- **SET EXERCISE**: Report how many lines in the records contain the word "windshield". Give only the number.

- **DATA TO USE**:
:::::

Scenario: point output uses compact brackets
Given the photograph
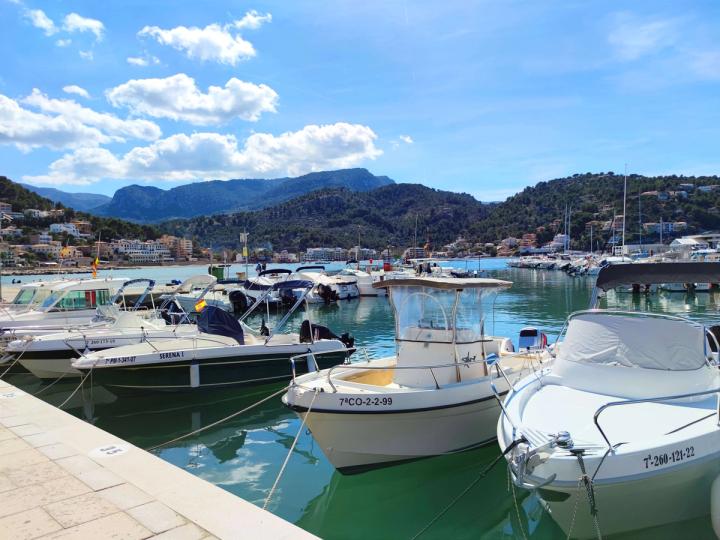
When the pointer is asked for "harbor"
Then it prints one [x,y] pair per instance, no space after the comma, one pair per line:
[267,450]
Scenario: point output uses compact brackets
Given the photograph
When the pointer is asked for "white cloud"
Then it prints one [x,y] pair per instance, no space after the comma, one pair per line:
[213,43]
[252,20]
[27,129]
[38,19]
[634,37]
[213,155]
[116,128]
[143,61]
[77,23]
[62,124]
[178,98]
[75,89]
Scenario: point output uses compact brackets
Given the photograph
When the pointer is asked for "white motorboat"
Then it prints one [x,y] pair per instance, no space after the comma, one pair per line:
[188,293]
[364,281]
[72,303]
[327,288]
[226,352]
[49,356]
[621,432]
[434,397]
[29,295]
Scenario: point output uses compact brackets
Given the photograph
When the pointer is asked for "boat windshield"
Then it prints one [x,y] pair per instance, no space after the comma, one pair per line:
[441,315]
[25,296]
[75,300]
[634,341]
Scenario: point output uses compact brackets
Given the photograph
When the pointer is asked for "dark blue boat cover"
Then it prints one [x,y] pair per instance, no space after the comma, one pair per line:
[213,320]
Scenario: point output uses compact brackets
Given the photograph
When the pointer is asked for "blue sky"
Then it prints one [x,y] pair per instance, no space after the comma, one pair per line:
[484,97]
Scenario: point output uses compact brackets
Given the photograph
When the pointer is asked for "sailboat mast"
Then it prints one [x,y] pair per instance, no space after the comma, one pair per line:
[624,206]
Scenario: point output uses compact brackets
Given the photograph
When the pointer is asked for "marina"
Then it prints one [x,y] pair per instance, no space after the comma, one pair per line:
[268,449]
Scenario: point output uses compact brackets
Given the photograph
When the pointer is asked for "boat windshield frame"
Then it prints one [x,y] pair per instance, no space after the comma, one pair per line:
[450,307]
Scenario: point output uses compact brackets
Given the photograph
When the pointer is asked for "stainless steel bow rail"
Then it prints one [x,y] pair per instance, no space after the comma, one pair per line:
[659,399]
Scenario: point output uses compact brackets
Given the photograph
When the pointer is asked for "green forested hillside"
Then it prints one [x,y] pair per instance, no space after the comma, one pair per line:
[335,217]
[598,197]
[23,199]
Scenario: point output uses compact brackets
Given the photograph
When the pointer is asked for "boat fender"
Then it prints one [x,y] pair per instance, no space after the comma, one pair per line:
[715,505]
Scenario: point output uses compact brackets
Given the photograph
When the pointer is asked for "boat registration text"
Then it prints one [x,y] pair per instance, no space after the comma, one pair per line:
[366,402]
[676,456]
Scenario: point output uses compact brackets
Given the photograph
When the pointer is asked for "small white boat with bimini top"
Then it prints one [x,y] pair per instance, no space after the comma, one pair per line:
[225,352]
[71,303]
[327,288]
[49,356]
[622,431]
[434,397]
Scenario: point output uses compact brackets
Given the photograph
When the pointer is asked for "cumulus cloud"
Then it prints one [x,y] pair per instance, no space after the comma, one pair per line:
[75,89]
[39,20]
[178,98]
[252,20]
[143,61]
[116,128]
[28,129]
[215,42]
[77,23]
[61,124]
[213,155]
[634,37]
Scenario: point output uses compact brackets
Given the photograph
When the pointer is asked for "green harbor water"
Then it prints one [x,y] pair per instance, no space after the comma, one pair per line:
[245,454]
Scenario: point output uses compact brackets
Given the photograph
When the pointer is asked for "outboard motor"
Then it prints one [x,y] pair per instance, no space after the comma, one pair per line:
[239,302]
[532,339]
[326,293]
[313,332]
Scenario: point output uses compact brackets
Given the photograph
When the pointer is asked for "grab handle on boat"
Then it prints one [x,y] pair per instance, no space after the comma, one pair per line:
[602,408]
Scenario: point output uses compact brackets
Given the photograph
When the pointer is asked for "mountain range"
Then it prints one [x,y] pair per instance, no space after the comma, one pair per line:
[149,204]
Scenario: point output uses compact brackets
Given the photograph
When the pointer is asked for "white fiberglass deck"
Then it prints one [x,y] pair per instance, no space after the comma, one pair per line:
[557,408]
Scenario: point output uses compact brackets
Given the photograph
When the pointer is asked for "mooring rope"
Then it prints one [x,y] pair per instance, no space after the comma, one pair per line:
[233,415]
[464,492]
[287,458]
[79,386]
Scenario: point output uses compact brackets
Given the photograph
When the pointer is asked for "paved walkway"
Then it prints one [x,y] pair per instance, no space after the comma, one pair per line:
[62,478]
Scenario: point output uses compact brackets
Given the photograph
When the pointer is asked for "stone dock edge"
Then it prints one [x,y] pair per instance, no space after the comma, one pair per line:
[61,477]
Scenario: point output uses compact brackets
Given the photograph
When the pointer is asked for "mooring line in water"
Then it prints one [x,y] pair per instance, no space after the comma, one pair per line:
[79,386]
[287,458]
[233,415]
[464,492]
[51,384]
[17,359]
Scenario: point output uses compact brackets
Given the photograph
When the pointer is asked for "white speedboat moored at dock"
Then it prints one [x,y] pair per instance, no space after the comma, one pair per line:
[225,352]
[434,397]
[622,431]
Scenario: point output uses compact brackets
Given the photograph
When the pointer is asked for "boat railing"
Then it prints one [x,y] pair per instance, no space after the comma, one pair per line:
[488,363]
[659,399]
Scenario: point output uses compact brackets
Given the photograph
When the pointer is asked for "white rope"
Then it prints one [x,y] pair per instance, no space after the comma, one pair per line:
[79,386]
[287,458]
[233,415]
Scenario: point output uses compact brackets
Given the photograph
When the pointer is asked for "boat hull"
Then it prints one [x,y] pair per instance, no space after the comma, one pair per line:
[354,441]
[663,498]
[205,373]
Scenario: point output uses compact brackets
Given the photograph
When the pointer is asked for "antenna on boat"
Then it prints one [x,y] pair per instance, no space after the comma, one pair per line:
[624,206]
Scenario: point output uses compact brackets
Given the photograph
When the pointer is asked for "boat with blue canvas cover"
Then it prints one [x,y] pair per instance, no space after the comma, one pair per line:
[225,352]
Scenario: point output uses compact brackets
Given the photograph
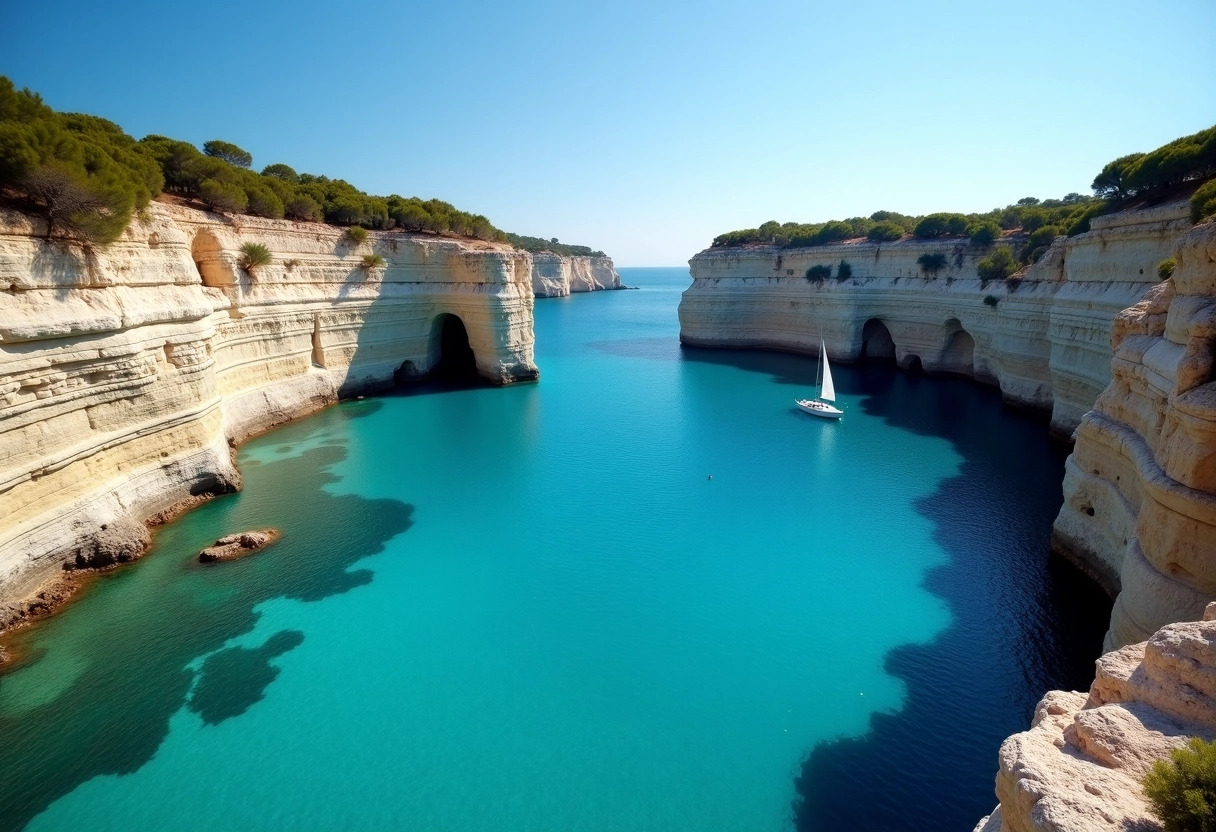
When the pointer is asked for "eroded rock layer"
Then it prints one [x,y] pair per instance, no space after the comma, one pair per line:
[127,372]
[1043,339]
[558,275]
[1080,765]
[1140,488]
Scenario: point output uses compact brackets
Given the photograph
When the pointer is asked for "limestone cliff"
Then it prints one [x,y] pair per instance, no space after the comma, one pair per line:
[1080,765]
[1043,339]
[125,372]
[1140,488]
[558,275]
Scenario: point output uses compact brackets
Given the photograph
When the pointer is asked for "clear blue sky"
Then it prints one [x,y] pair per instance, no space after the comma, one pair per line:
[645,128]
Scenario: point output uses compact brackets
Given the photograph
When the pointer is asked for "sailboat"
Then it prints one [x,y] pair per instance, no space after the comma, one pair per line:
[822,404]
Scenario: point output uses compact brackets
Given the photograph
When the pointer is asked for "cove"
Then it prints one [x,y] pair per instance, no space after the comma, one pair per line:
[532,608]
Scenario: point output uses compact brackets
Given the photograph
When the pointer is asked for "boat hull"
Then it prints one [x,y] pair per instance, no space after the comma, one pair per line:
[820,409]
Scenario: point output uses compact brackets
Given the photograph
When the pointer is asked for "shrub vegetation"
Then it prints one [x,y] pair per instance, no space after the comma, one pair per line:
[818,274]
[1182,790]
[253,257]
[85,178]
[932,263]
[1142,176]
[998,265]
[885,231]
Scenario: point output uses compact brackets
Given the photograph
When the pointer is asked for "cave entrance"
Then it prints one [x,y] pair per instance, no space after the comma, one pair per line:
[876,342]
[452,359]
[960,354]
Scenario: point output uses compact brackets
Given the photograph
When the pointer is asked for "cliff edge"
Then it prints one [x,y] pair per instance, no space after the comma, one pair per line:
[1080,765]
[558,275]
[1045,338]
[1140,488]
[128,371]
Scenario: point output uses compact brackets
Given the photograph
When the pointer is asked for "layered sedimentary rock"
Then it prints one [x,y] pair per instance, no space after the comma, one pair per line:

:::::

- **PROBLEM SOLUTION**: 2